▶ _Quoted passage_
++++
GOP: It's 'Alive'
- February 7, 1997
Although they were lukewarm, at best, toward President Clinton's FY98 budget proposal Thursday, Republican leaders still said they want to begin early budget negotiations with the president.
"We don't intend to take a Republican budget and drive it through," Senate Majority Whip Don Nickles, R-Okla., told CongressDaily late Thursday. Nickles said GOP leaders want to use next week's meeting with Clinton to lay the groundwork for opening more detailed negotiations.
Republicans have said they want early talks with the administration, and, with the hope of a quick budget deal, aides have suggested those talks could begin even before an FY98 budget resolution goes to the floor in either chamber.
Senate Majority Leader Trent Lott, R-Miss., said while Clinton's budget is "alive ... it's definitely not kicking." Nevertheless, Lott added: "Republicans have said that our goal is to work to achieve an agreement with the administration to balance the budget in 2002 and beyond. We will continue to work to make this happen."
For their part, White House officials Thursday downplayed the negative responses from Republicans, and emphasized the fact that Clinton's budget is being taken seriously on Capitol Hill. "We fully expected that there would be criticism, but the important thing for the president is that there has been no dismissal of his budget proposal as a document `dead on arrival'," White House Press Secretary Michael McCurry said.
++++
▶ _Supplied data_
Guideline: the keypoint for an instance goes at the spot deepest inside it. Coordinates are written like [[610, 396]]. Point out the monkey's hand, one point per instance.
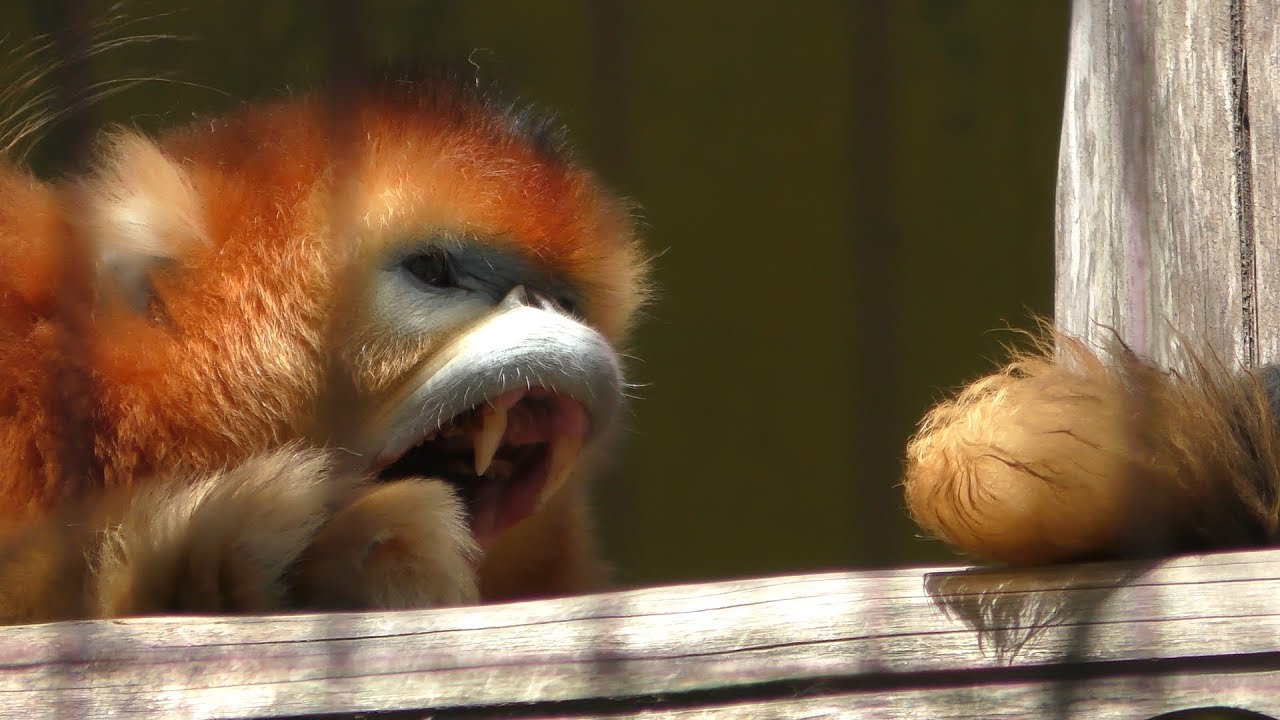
[[282, 531], [1069, 455]]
++++
▶ _Work instructions_
A. Rewrite the article on the GOP budget response starting with "Republicans have said they" and going on through "in either chamber.", replacing "early talks" with "preliminary talks".
B. In the article on the GOP budget response, what year did Trent Lott name for balancing the budget?

▶ _Task results_
A.
Republicans have said they want preliminary talks with the administration, and, with the hope of a quick budget deal, aides have suggested those talks could begin even before an FY98 budget resolution goes to the floor in either chamber.

B. 2002 and beyond.